> **Your task**:
Copy out every one of the lines below word for word, leaving out the pictures.

*** Entries shown ***

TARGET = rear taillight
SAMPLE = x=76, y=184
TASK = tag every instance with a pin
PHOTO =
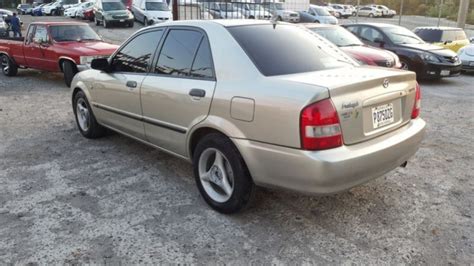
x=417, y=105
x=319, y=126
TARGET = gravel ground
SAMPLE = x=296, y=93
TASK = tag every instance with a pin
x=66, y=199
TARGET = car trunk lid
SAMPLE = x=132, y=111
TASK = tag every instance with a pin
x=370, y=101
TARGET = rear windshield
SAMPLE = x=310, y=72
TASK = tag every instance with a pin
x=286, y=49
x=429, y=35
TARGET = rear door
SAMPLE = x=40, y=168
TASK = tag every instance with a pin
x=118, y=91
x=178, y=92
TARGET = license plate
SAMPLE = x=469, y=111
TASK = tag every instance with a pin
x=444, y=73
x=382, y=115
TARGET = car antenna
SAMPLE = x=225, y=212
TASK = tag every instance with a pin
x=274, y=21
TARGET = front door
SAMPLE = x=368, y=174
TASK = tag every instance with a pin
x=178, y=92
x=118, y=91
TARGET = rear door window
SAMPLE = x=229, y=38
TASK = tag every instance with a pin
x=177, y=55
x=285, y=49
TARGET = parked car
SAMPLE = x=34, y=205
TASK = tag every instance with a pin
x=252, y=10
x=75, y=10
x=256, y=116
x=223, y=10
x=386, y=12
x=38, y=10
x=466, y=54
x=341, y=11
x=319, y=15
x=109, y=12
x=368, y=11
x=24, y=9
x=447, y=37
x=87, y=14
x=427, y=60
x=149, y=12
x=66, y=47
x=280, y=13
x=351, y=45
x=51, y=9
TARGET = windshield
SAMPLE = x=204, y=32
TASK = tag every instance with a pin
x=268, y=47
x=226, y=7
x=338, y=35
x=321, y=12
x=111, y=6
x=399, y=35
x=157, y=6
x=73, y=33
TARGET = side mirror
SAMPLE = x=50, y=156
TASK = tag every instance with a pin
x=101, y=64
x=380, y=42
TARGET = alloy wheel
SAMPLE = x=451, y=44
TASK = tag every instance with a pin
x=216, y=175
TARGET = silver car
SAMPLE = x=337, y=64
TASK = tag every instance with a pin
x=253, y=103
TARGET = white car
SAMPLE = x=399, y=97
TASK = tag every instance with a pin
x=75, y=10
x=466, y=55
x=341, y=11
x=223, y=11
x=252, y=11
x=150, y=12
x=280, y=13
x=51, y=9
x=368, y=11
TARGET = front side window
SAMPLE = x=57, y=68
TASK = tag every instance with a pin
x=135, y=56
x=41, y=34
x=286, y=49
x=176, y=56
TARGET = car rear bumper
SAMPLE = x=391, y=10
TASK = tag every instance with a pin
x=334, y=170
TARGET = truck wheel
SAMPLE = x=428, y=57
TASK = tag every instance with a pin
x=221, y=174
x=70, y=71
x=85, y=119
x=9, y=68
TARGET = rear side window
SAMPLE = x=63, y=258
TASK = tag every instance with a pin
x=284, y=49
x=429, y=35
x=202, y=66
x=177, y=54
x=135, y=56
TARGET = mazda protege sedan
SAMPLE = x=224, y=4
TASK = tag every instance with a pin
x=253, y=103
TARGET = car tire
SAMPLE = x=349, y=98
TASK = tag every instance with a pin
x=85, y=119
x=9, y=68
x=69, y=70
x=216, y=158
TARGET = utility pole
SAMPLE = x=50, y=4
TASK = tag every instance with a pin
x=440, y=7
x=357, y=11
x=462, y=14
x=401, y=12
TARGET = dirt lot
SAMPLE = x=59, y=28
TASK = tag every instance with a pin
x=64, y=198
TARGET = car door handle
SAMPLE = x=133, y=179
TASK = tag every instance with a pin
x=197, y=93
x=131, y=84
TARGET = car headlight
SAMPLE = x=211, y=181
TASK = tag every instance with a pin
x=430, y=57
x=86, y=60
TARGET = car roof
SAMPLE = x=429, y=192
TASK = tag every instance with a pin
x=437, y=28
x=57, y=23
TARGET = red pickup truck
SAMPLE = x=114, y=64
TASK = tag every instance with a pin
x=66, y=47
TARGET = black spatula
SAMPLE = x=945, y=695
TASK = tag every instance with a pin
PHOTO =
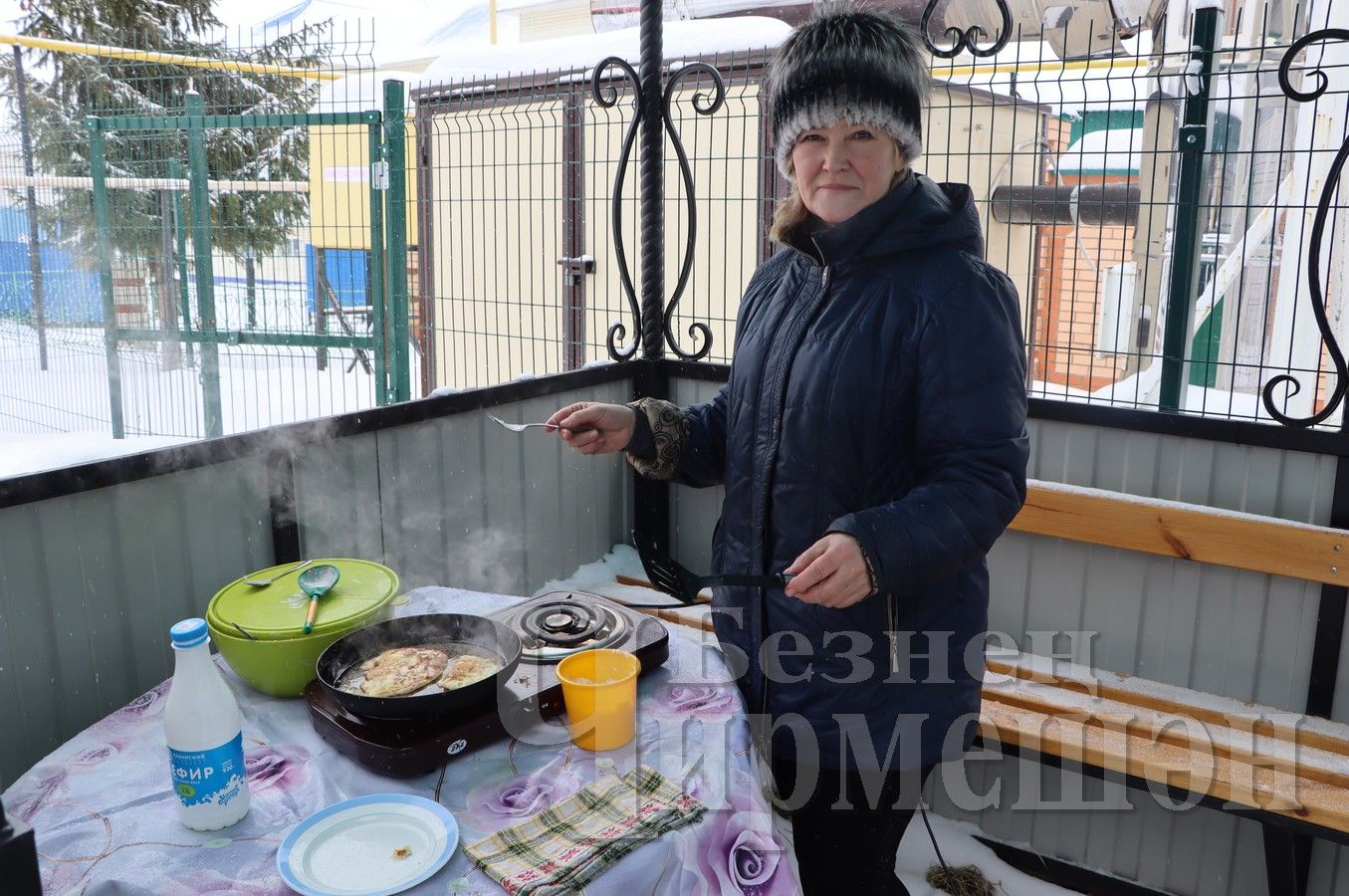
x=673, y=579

***

> **Answer**:
TARGET = rear taillight
SAMPLE = x=76, y=184
TASK = tag every instance with a pin
PHOTO =
x=417, y=105
x=319, y=126
TARGET = gravel ground
SAMPLE = x=296, y=93
TASK = tag every instance with a pin
x=66, y=199
TARGET = car trunk lid
SAMPLE = x=132, y=111
TASK = tag every instance with a pin
x=370, y=101
TARGET = rear windshield
SAMPLE = x=310, y=72
TASK = tag every instance with a pin
x=286, y=49
x=429, y=35
TARGET = rear door
SAMPLE = x=40, y=168
TASK = tag every instance with a pin
x=118, y=91
x=178, y=92
TARGET = license plate
SAMPLE = x=469, y=111
TASK = tag every instance with a pin
x=444, y=73
x=382, y=115
TARGET = car antenna
SAMPLE = x=225, y=212
TASK = tag every instance with a pin
x=274, y=21
TARGET = front door
SAMPLE = x=368, y=174
TASK = tag every instance with a pin
x=178, y=92
x=118, y=91
TARGET = rear door window
SAMPLE = x=229, y=38
TASK = tag every instance with a pin
x=177, y=55
x=285, y=49
TARGET = parked car
SAMPLE = x=34, y=205
TASK = tag every instance with a pin
x=252, y=10
x=75, y=10
x=256, y=116
x=223, y=10
x=386, y=12
x=38, y=10
x=466, y=54
x=341, y=11
x=319, y=15
x=109, y=12
x=368, y=11
x=24, y=9
x=447, y=37
x=87, y=14
x=427, y=60
x=149, y=12
x=66, y=47
x=280, y=13
x=351, y=45
x=51, y=9
TARGET = windshield
SAMPLE = x=204, y=32
TASK = tag every instance with a pin
x=268, y=47
x=226, y=7
x=338, y=35
x=321, y=12
x=111, y=6
x=399, y=35
x=157, y=6
x=73, y=33
TARGET = side mirror
SAMPLE = x=50, y=156
TASK = tag every instance with a pin
x=101, y=64
x=380, y=42
TARGET = alloy wheel
SAMPLE = x=451, y=44
TASK = tag every instance with a pin
x=216, y=175
TARGET = silver car
SAMPLE = x=337, y=64
TASK = tag every instance with a pin
x=253, y=103
TARGET = white car
SAMPLE = x=399, y=97
TASK = tag every instance with a pin
x=75, y=10
x=466, y=55
x=341, y=11
x=223, y=11
x=252, y=11
x=150, y=12
x=280, y=13
x=51, y=9
x=368, y=11
TARGET = front side window
SAMPLE = x=57, y=68
TASK = tag every instance with a pin
x=135, y=56
x=41, y=34
x=286, y=49
x=176, y=56
TARGET = car rear bumper
SAMPLE = x=391, y=10
TASK = tag every instance with a pin
x=334, y=170
TARGET = truck wheel
SAMPLE = x=428, y=57
TASK = tag every instance with a pin
x=221, y=174
x=70, y=71
x=85, y=119
x=9, y=68
TARGET = rear side window
SAMPLE = x=63, y=258
TASK = tag every instance with a pin
x=284, y=49
x=429, y=35
x=202, y=66
x=177, y=54
x=135, y=56
TARGET = mazda protege sedan
SAMPLE = x=224, y=4
TASK = tag every instance with a pin
x=253, y=103
TARGET = car tire
SAMPLE = x=349, y=98
TASK = tag every instance with a pin
x=85, y=119
x=9, y=68
x=69, y=70
x=216, y=158
TARGET = utility pole
SAMPLE = x=50, y=4
TASK = tag every instance with a pin
x=440, y=7
x=357, y=11
x=462, y=14
x=401, y=12
TARGET = dirt lot
SAMPLE = x=59, y=28
TASK = tag every instance with a pin
x=64, y=198
TARGET = car door handle
SAMPLE = x=133, y=179
TASK = tag every instance with a pin
x=197, y=93
x=131, y=84
TARGET = car headlight
SAMPLE = x=211, y=181
TASK = tag every instance with a pin
x=430, y=57
x=86, y=60
TARGET = car roof
SAMPLE = x=429, y=192
TASK = tag every instance with a pin
x=437, y=28
x=57, y=23
TARGET = red pickup truck
SAMPLE = x=114, y=64
TASK = tag every instance with a pin
x=66, y=47
TARGET = black spatula
SAMPLE = x=945, y=695
TASK = tag every instance with a pin
PHOTO =
x=673, y=579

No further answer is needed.